## [Quoted passage]

----------------------------------------

Pharmaceutical Waste In Water Affecting Fish Behavior

Pharmaceutical drugs in the ocean are affecting the behavior of fish, says a new study published in the journal Science. Medication is often flushed from our bodies intact, the paper says, and once these chemicals reach the ocean, it alters the behavior of fish.

The fish become fearless, gluttonous and exhibit asocial behavior, such as leaving their schools to search for food alone. This is dangerous because schooling is a behavior that evolved as a defense against predators — by traveling in groups, fish have a much lower chance of becoming prey.

This may not seem like much, co-author Michael Jonsson told Discovery, but if fish are eating more zooplankton and depleting their numbers, algae blooms become a risk because the population of the only organisms keeping the algae in check has been depleted. The risk of an algae bloom largely occurs when the algae die and begin to decompose — bacteria use up oxygen in the water to break down algae, leaving less for fish and potentially causing a fish kill.

Jonsson and his team focused on how a drug called Oxazepam, which is a medication for anxiety and insomnia, affect wild perch. They found traces of the drug in the fish while conducting a routine screening at the River Fyris in Sweden.

Fish often have the same drug receptors as people do, so many kinds of compounds from human medication could affect them. They also maintain equilibrium with the water, bioconcentrating the drugs in their gills: meaning they have the same concentration of drugs in their system as in the water around them.

The researchers emphasize that other marine life could also be impacted, although the effect would diminish in deeper waters, where concentration is lower.

Joakim Larsson, an associate professor at the University of Gothenburg's Institute of Biomedicine, suggests that to reduce the exposure of pharmaceuticals to the environment, better sewage filtration and treatment systems should be installed. None of the authors suggests banning or switching out drugs, because doing so could hurt people who need them.

----------------------------------------

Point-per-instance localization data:
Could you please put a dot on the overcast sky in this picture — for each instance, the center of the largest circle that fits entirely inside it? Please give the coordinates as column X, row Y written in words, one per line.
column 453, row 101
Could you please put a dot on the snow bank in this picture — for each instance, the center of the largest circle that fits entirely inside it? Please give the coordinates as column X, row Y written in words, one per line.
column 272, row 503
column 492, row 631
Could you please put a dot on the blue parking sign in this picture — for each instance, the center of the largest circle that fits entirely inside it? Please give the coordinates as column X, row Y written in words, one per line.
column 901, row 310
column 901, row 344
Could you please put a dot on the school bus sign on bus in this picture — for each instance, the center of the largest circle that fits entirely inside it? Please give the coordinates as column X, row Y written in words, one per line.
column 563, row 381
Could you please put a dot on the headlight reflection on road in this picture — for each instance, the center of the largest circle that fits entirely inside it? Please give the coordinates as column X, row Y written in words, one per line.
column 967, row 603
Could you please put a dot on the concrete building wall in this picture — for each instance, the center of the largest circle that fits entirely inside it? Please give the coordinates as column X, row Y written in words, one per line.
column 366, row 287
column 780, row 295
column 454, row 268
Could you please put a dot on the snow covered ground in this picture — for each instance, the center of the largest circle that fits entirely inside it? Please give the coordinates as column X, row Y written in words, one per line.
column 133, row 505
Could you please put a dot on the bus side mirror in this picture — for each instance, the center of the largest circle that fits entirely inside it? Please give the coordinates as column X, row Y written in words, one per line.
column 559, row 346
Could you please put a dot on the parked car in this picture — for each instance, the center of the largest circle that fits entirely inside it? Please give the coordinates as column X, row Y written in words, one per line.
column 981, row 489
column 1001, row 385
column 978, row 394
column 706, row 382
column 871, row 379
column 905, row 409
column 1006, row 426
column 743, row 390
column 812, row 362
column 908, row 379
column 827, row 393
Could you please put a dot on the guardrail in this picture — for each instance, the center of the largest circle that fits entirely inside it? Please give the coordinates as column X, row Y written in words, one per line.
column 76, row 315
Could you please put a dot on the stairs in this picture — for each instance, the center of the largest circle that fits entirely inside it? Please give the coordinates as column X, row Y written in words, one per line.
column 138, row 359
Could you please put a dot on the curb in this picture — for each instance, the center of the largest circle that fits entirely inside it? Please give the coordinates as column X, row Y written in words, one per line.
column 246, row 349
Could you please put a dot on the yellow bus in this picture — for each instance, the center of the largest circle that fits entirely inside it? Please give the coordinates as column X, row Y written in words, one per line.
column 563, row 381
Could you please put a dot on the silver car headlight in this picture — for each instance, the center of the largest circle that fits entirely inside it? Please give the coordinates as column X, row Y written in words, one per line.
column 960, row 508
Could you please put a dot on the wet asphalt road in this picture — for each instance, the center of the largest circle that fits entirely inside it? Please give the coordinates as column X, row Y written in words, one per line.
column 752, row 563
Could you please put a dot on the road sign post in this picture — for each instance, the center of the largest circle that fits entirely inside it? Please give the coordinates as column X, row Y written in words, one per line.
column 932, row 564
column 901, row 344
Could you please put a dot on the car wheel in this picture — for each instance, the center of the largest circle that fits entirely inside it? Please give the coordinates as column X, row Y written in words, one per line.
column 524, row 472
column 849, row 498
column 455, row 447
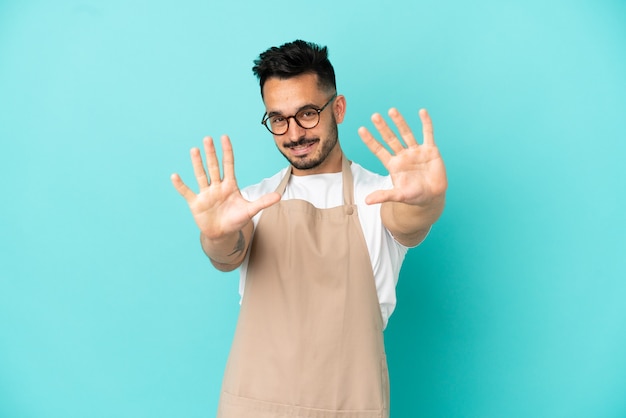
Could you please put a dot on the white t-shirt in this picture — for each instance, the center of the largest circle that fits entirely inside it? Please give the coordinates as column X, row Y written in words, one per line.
column 326, row 191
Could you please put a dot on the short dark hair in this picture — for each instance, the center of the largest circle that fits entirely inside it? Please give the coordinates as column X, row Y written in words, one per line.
column 293, row 59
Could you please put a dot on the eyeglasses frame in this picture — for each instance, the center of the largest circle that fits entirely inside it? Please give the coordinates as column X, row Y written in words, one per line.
column 319, row 111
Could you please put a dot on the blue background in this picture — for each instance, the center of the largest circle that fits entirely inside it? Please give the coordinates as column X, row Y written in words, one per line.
column 513, row 307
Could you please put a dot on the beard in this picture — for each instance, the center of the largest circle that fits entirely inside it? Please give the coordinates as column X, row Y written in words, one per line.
column 313, row 161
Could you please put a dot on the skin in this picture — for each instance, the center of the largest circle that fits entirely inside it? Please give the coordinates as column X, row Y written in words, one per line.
column 408, row 210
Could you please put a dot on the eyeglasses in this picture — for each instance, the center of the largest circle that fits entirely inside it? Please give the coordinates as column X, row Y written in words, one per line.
column 307, row 118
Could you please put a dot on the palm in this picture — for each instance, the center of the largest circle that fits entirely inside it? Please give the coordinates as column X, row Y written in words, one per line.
column 417, row 171
column 219, row 208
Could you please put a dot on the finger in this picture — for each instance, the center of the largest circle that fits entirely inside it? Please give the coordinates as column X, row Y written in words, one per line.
column 211, row 160
column 182, row 188
column 388, row 135
column 263, row 202
column 376, row 147
column 427, row 127
column 403, row 127
column 198, row 168
column 228, row 158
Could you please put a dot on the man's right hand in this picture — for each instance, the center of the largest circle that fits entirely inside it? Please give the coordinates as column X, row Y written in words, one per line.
column 219, row 209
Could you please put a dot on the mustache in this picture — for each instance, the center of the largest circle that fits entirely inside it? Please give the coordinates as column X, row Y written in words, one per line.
column 301, row 142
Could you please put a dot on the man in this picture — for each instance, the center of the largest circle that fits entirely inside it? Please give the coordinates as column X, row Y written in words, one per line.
column 320, row 246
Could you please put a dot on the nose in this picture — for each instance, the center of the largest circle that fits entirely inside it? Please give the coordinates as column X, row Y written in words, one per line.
column 294, row 131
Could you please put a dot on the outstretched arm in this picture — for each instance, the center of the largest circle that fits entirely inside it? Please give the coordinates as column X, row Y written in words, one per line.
column 223, row 216
column 418, row 175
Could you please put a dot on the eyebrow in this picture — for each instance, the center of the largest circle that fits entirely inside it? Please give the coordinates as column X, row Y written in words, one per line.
column 306, row 106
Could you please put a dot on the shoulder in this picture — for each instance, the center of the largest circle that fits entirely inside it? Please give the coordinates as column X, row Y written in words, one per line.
column 265, row 186
column 366, row 181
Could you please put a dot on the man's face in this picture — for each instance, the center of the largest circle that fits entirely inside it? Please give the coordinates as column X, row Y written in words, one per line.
column 310, row 151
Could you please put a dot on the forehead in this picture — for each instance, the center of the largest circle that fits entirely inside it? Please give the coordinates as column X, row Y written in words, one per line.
column 289, row 94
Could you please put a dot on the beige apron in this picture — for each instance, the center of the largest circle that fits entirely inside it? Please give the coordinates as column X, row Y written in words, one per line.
column 309, row 340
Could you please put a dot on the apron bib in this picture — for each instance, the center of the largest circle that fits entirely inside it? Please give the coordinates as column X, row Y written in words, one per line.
column 309, row 339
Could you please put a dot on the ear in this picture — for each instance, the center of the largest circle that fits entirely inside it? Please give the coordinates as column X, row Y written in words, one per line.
column 339, row 108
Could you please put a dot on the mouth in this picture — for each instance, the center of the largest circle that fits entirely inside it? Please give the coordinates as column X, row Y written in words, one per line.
column 302, row 147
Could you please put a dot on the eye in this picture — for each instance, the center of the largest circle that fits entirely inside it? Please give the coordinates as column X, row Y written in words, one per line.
column 307, row 114
column 277, row 119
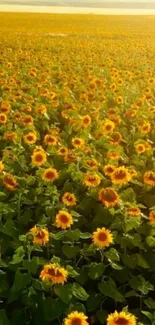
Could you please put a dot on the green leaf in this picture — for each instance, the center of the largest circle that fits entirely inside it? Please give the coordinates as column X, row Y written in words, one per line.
column 116, row 266
column 73, row 234
column 55, row 260
column 88, row 250
column 3, row 318
column 78, row 307
column 93, row 302
column 9, row 229
column 70, row 251
column 150, row 240
column 109, row 290
column 79, row 292
column 64, row 292
column 18, row 256
column 59, row 235
column 102, row 316
column 142, row 262
column 112, row 255
column 85, row 235
column 150, row 303
column 147, row 314
column 140, row 284
column 52, row 309
column 21, row 280
column 32, row 265
column 96, row 270
column 71, row 271
column 131, row 223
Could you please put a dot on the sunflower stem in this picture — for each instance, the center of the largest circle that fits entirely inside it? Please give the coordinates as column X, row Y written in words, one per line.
column 102, row 255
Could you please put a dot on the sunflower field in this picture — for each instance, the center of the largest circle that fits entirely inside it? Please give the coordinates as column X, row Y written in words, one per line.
column 77, row 169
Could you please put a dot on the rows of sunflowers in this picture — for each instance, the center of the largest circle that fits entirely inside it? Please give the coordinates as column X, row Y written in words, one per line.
column 77, row 170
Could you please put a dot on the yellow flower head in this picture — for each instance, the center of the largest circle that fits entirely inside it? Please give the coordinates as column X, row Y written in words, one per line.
column 91, row 180
column 63, row 219
column 40, row 236
column 54, row 273
column 69, row 199
column 102, row 237
column 38, row 158
column 108, row 197
column 149, row 178
column 120, row 175
column 76, row 318
column 121, row 318
column 50, row 175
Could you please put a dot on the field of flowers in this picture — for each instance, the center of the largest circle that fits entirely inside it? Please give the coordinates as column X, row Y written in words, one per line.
column 77, row 170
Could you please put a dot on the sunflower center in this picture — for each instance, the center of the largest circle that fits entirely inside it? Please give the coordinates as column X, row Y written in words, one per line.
column 76, row 321
column 109, row 195
column 110, row 170
column 39, row 157
column 30, row 138
column 69, row 198
column 108, row 127
column 64, row 218
column 51, row 272
column 58, row 273
column 151, row 177
column 102, row 236
column 9, row 181
column 50, row 175
column 120, row 175
column 77, row 142
column 40, row 235
column 121, row 321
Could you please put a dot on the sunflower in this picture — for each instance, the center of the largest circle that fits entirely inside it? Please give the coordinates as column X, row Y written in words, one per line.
column 62, row 151
column 10, row 136
column 9, row 181
column 1, row 166
column 77, row 142
column 92, row 163
column 149, row 178
column 50, row 175
column 108, row 169
column 27, row 120
column 108, row 197
column 145, row 128
column 69, row 199
column 122, row 318
column 54, row 274
column 102, row 237
column 115, row 138
column 63, row 219
column 113, row 155
column 70, row 156
column 38, row 158
column 133, row 172
column 76, row 318
column 50, row 140
column 40, row 236
column 133, row 212
column 3, row 118
column 91, row 180
column 108, row 127
column 119, row 100
column 152, row 217
column 140, row 148
column 120, row 175
column 30, row 138
column 86, row 121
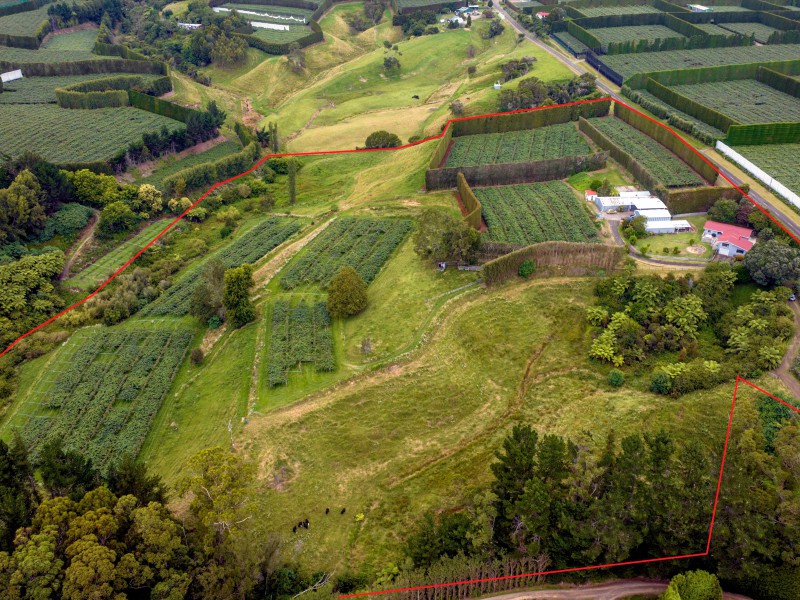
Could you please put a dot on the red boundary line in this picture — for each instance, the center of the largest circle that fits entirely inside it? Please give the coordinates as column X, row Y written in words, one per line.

----------------------------------------

## [Instructions]
- a) Please rewrite everything in the article on pharmaceutical waste from "Joakim Larsson, an" down to "who need them.", changing "sewage" to "wastewater".
- b) According to the article on pharmaceutical waste, where did the researchers find traces of Oxazepam in the fish during a routine screening?

## [Answers for the tasks]
- a)
Joakim Larsson, an associate professor at the University of Gothenburg's Institute of Biomedicine, suggests that to reduce the exposure of pharmaceuticals to the environment, better wastewater filtration and treatment systems should be installed. None of the authors suggests banning or switching out drugs, because doing so could hurt people who need them.

- b) At the River Fyris in Sweden.